## start Selection

# My new toy... '09 Sentinel...



## shootthewhatnow (Jan 29, 2008)

More...




















And the whole thing... Still thinking I need black Doinkers for this... The silver just looks outtaplace...


----------



## CHAMPION2 (May 6, 2004)

I am hoping to have my optifade Sentinel by spring turkey season which is a little over a month away, but Im not betting on it. Mine has been on order for close to a month!


----------



## shootthewhatnow (Jan 29, 2008)

CHAMPION2 said:


> I am hoping to have my optifade Sentinel by spring turkey season which is a little over a month away, but Im not betting on it. Mine has been on order for close to a month!


I'm guessing by your location your wait won't be close to mine... I posted in another thread the timeframes for mine....

Ordered Nov 16th... arrived just after Valentines day...

## end Selection
## start Records provided

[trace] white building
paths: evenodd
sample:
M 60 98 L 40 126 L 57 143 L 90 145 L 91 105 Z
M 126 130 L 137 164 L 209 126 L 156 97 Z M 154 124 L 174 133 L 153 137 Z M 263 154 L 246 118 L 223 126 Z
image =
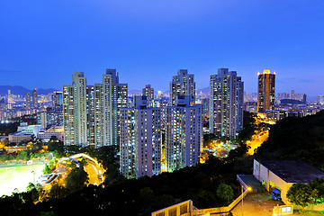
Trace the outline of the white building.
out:
M 191 95 L 195 102 L 195 82 L 194 76 L 188 74 L 186 69 L 179 69 L 177 76 L 174 76 L 170 82 L 169 105 L 176 104 L 177 95 Z
M 210 81 L 210 132 L 235 138 L 243 130 L 244 83 L 236 71 L 218 69 Z
M 9 134 L 8 140 L 10 142 L 20 143 L 22 141 L 28 141 L 32 140 L 32 136 L 38 136 L 41 130 L 41 125 L 28 125 L 27 122 L 22 122 L 18 126 L 17 132 Z
M 289 203 L 286 194 L 294 183 L 310 183 L 316 177 L 323 178 L 324 173 L 304 162 L 297 160 L 254 160 L 253 176 L 268 191 L 276 188 L 281 198 Z
M 166 160 L 168 172 L 200 162 L 202 148 L 202 106 L 193 96 L 177 96 L 166 108 Z
M 127 178 L 161 173 L 161 109 L 147 107 L 146 96 L 135 108 L 121 109 L 121 173 Z
M 115 69 L 107 69 L 103 84 L 86 86 L 83 72 L 63 86 L 65 145 L 119 145 L 120 111 L 127 107 L 128 85 Z

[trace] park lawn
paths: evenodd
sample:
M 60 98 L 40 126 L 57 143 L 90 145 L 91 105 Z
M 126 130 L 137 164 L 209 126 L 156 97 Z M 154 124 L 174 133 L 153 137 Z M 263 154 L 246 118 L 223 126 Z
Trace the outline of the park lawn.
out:
M 26 191 L 30 182 L 35 182 L 42 174 L 44 165 L 8 166 L 0 168 L 0 196 L 11 195 L 15 188 L 18 192 Z M 32 173 L 35 172 L 35 176 Z

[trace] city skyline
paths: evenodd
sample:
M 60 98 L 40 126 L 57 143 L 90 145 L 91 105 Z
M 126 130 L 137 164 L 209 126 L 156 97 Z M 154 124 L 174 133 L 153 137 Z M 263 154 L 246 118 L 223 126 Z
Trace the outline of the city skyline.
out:
M 247 93 L 256 93 L 257 72 L 267 68 L 277 73 L 276 93 L 314 96 L 322 94 L 324 79 L 323 5 L 3 1 L 0 85 L 60 90 L 73 72 L 98 83 L 105 68 L 116 68 L 130 90 L 150 84 L 166 91 L 175 72 L 187 69 L 199 89 L 218 68 L 229 68 L 240 74 Z

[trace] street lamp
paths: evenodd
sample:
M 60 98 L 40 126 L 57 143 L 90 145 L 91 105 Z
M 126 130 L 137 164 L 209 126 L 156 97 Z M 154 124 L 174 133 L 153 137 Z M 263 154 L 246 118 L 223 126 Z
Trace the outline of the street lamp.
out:
M 248 191 L 251 191 L 252 188 L 251 188 L 251 187 L 248 187 L 247 190 L 248 190 Z M 244 195 L 243 195 L 243 185 L 242 185 L 242 216 L 243 216 L 243 198 L 244 198 Z
M 35 184 L 35 171 L 32 170 L 32 173 L 33 174 L 32 184 Z

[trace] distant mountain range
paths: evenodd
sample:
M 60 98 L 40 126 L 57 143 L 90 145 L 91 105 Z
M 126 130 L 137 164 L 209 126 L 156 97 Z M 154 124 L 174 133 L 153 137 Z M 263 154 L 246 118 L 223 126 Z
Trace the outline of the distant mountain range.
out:
M 169 90 L 166 91 L 163 91 L 163 94 L 169 94 Z M 201 92 L 202 92 L 202 94 L 208 94 L 209 93 L 209 87 L 204 87 L 204 88 L 199 88 L 197 89 L 197 94 L 200 94 Z M 141 94 L 142 91 L 141 90 L 137 90 L 137 89 L 132 89 L 132 90 L 129 90 L 129 94 Z M 158 91 L 154 91 L 154 94 L 158 94 Z
M 11 91 L 11 94 L 18 94 L 18 95 L 24 95 L 28 92 L 30 92 L 31 94 L 32 92 L 32 89 L 27 89 L 25 87 L 19 86 L 0 86 L 0 95 L 1 96 L 8 95 L 8 90 Z M 38 88 L 37 94 L 48 94 L 55 92 L 55 91 L 58 91 L 58 90 L 54 89 L 54 88 Z

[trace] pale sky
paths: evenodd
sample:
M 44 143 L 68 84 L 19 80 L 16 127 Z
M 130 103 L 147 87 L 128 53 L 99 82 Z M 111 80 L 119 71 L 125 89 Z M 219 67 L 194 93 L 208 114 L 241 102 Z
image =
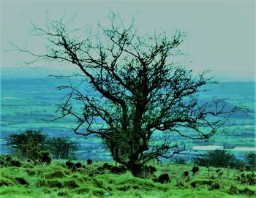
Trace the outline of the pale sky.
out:
M 1 0 L 0 0 L 1 1 Z M 9 42 L 34 50 L 43 47 L 30 37 L 29 20 L 43 27 L 51 18 L 78 11 L 76 25 L 103 23 L 110 11 L 129 23 L 136 15 L 141 32 L 173 31 L 187 36 L 184 62 L 196 71 L 211 70 L 221 77 L 255 80 L 255 1 L 1 1 L 1 66 L 17 66 L 24 58 Z

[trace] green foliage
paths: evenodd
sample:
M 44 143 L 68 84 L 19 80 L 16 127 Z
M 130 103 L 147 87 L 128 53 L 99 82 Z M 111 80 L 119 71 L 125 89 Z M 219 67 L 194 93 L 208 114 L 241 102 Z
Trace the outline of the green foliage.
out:
M 0 156 L 0 157 L 2 157 Z M 4 157 L 6 159 L 6 157 Z M 130 172 L 113 175 L 105 171 L 97 173 L 97 167 L 103 161 L 95 161 L 85 169 L 91 169 L 93 176 L 83 170 L 70 171 L 64 160 L 53 160 L 48 166 L 35 164 L 27 167 L 2 167 L 0 171 L 0 197 L 3 198 L 246 198 L 255 195 L 256 187 L 241 183 L 235 179 L 239 171 L 223 168 L 222 180 L 207 178 L 207 169 L 200 171 L 191 180 L 182 179 L 182 172 L 191 170 L 192 164 L 156 165 L 156 176 L 167 172 L 172 178 L 168 183 L 153 182 L 152 178 L 135 178 Z M 77 161 L 74 161 L 77 162 Z M 110 163 L 114 164 L 114 162 Z M 217 168 L 212 168 L 215 172 Z M 233 187 L 232 187 L 233 186 Z M 194 188 L 195 186 L 195 188 Z
M 244 155 L 244 159 L 247 165 L 251 166 L 254 170 L 256 170 L 256 153 L 249 152 Z
M 28 158 L 37 161 L 40 152 L 47 148 L 48 137 L 42 130 L 28 129 L 20 134 L 13 134 L 6 138 L 7 145 L 11 146 L 18 157 Z
M 50 149 L 55 159 L 69 159 L 78 150 L 78 142 L 71 141 L 69 137 L 53 137 L 50 142 Z
M 227 150 L 210 151 L 206 154 L 195 157 L 193 160 L 199 166 L 212 166 L 214 167 L 227 167 L 230 166 L 238 168 L 240 164 L 239 160 Z

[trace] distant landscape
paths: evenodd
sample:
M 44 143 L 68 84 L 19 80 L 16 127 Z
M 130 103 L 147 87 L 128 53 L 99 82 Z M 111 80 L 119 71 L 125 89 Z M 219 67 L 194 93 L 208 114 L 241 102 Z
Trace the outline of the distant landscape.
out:
M 63 101 L 67 94 L 56 88 L 69 83 L 79 84 L 79 80 L 20 77 L 16 74 L 12 77 L 6 77 L 6 75 L 4 77 L 4 75 L 1 83 L 1 153 L 10 152 L 8 148 L 4 145 L 7 136 L 27 129 L 42 129 L 50 137 L 67 136 L 78 141 L 78 159 L 111 159 L 100 140 L 94 137 L 85 139 L 72 132 L 72 128 L 76 123 L 72 118 L 46 121 L 57 117 L 56 104 Z M 208 142 L 187 140 L 175 134 L 173 139 L 186 145 L 192 153 L 193 148 L 207 150 L 211 149 L 207 147 L 210 145 L 215 146 L 212 147 L 215 148 L 233 149 L 238 156 L 244 151 L 255 151 L 255 82 L 219 82 L 217 85 L 208 85 L 206 89 L 208 91 L 200 93 L 202 102 L 208 102 L 213 97 L 228 99 L 229 105 L 241 103 L 251 109 L 252 113 L 236 114 L 229 121 L 229 124 L 234 123 L 234 125 L 226 133 L 217 134 Z M 89 88 L 86 88 L 89 91 Z

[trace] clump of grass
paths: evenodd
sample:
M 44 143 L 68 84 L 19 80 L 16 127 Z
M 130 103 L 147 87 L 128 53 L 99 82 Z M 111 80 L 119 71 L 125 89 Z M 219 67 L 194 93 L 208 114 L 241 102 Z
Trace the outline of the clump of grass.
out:
M 29 183 L 23 178 L 16 178 L 15 181 L 21 185 L 29 186 Z
M 63 178 L 65 176 L 65 174 L 61 170 L 51 171 L 43 175 L 43 178 L 45 178 L 45 179 Z
M 73 180 L 64 181 L 64 186 L 68 189 L 75 189 L 79 187 L 77 183 Z
M 193 180 L 190 183 L 190 186 L 193 188 L 197 188 L 200 186 L 203 185 L 207 185 L 211 186 L 214 183 L 214 180 L 208 180 L 208 179 L 197 179 L 195 180 Z
M 59 180 L 45 180 L 39 179 L 37 181 L 36 186 L 37 187 L 49 187 L 49 188 L 63 188 L 61 181 Z
M 15 183 L 11 180 L 1 177 L 0 178 L 0 187 L 1 186 L 13 186 Z

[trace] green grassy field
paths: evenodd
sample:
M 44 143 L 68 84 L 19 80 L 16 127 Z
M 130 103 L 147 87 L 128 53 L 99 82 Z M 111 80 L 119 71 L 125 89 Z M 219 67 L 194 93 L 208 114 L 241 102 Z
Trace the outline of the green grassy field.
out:
M 79 80 L 76 80 L 73 83 L 75 84 L 78 82 Z M 43 121 L 56 118 L 56 104 L 63 101 L 65 93 L 58 91 L 56 87 L 67 84 L 64 80 L 1 79 L 1 83 L 0 138 L 4 138 L 13 133 L 23 132 L 28 129 L 42 129 L 50 137 L 68 136 L 73 140 L 78 141 L 81 145 L 80 148 L 81 152 L 91 152 L 86 145 L 91 146 L 92 142 L 96 148 L 102 146 L 99 140 L 94 138 L 85 140 L 83 137 L 75 134 L 72 129 L 75 126 L 77 121 L 72 118 L 64 118 L 53 122 Z M 200 93 L 202 99 L 208 101 L 213 96 L 229 98 L 228 102 L 230 104 L 242 102 L 251 110 L 255 110 L 253 82 L 222 82 L 217 85 L 209 85 L 208 89 L 209 91 Z M 255 148 L 255 113 L 252 112 L 249 115 L 248 118 L 230 118 L 230 123 L 235 124 L 230 127 L 225 134 L 217 134 L 208 142 L 186 139 L 177 134 L 173 134 L 172 137 L 179 143 L 190 148 L 197 145 L 223 146 L 227 149 L 236 147 Z M 6 149 L 4 146 L 1 148 L 1 151 Z M 99 151 L 95 149 L 92 152 L 95 153 Z M 4 152 L 2 151 L 2 153 L 5 153 Z M 79 156 L 80 159 L 83 157 Z
M 249 185 L 242 174 L 254 174 L 236 170 L 221 169 L 218 176 L 217 168 L 199 167 L 195 175 L 193 164 L 167 164 L 153 163 L 157 171 L 146 179 L 133 177 L 127 172 L 115 175 L 97 167 L 104 161 L 94 161 L 85 167 L 69 170 L 65 161 L 54 160 L 50 165 L 34 166 L 23 161 L 22 167 L 0 166 L 0 197 L 192 197 L 225 198 L 255 197 L 256 186 Z M 113 162 L 110 162 L 114 164 Z M 189 180 L 183 176 L 189 171 Z M 160 183 L 153 178 L 167 173 L 170 182 Z M 255 180 L 255 175 L 254 175 Z M 23 179 L 22 179 L 23 178 Z

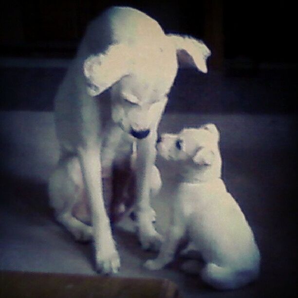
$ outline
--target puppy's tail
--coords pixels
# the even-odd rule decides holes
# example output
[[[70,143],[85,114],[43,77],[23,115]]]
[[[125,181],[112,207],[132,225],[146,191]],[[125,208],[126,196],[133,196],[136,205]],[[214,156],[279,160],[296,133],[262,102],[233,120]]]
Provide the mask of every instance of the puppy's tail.
[[[245,285],[259,276],[259,268],[236,271],[213,263],[206,264],[201,274],[202,279],[219,290],[231,290]]]

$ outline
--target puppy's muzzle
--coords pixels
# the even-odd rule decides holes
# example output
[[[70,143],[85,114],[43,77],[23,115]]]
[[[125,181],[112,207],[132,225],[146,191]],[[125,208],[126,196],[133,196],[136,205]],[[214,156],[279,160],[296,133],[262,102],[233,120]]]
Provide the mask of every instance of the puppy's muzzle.
[[[131,129],[130,130],[130,134],[137,139],[141,139],[146,138],[150,133],[150,130],[135,130]]]

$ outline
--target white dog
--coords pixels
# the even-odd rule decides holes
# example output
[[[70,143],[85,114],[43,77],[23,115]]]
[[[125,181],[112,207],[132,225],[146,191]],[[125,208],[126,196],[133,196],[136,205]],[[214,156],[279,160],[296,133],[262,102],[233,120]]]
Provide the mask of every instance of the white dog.
[[[49,193],[59,223],[77,239],[93,237],[97,270],[115,272],[120,265],[102,178],[110,176],[113,163],[121,164],[129,155],[133,142],[139,237],[145,248],[160,243],[149,204],[156,130],[178,61],[206,73],[209,55],[202,41],[166,35],[132,8],[110,8],[88,27],[55,99],[61,154]],[[110,100],[95,97],[110,87]],[[86,202],[93,229],[74,216],[74,208]]]
[[[179,174],[172,221],[157,259],[145,266],[163,268],[187,235],[206,262],[202,279],[220,289],[244,285],[258,276],[260,254],[239,206],[221,178],[219,133],[214,124],[162,135],[158,154]]]

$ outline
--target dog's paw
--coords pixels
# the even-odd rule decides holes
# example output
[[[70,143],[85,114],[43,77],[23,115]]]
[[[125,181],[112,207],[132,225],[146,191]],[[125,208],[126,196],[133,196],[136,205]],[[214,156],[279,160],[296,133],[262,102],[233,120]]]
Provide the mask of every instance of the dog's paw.
[[[153,230],[150,233],[139,231],[139,240],[143,249],[152,250],[155,251],[159,250],[164,241],[163,236],[155,230]]]
[[[74,228],[71,231],[75,241],[86,243],[90,242],[93,239],[92,227],[86,226],[80,227],[79,228]]]
[[[120,261],[116,251],[98,253],[96,260],[96,271],[103,274],[117,273],[120,266]]]
[[[144,264],[144,267],[149,270],[160,270],[164,266],[164,264],[156,259],[148,260]]]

## end Records provided

Given exercise 1:
List each distinct date in the Sentinel thread that includes a month name, written as it appears there.
Given exercise 2:
Take the forum thread about the '09 Sentinel further from the point where it stops.

Response 1:
Jan 29, 2008
May 6, 2004
Nov 16th

Response 2:
Hope yours comes in time...


----------



## Moparmatty (Jun 23, 2003)

Looks good Andrew. :thumb:


----------



## Zey (Jan 27, 2009)

I've got black doinker v-bars on order to match my front black stab bar. I'm doubtful they will arrive in a timely manner.... :/ oh well. The sweet lookin' black ones seem to be quite elusive.


----------



## Zey (Jan 27, 2009)

Ok so I spoke too soon. Black doinker v bars arrived today. I made a similar post of pics back in the Canadian forum. Andrew, you'll see them I'm sure soon.


----------



## shakyshot (Dec 21, 2007)

*back in black*

Hey Zey,guess andrews prediction was off.
Black is b e a utiful on my new Darton Pro3500.
If I knew how to post pics i would,but you'll see it soon.
Shawn:shade:


----------



## Zey (Jan 27, 2009)

I drew one of those darton 3500's at the shop yesterday. It was like 60# and I could barely get it to the let off, lol. Very slick though. Pricey too... damn american exchange rate! ..~$879

Shawn, send pictures to me and I'll post for you. I shall assist your turn to gloat, heh.


----------



## Chako (Mar 11, 2009)

I really like the red anodized cams. Very sharp looking.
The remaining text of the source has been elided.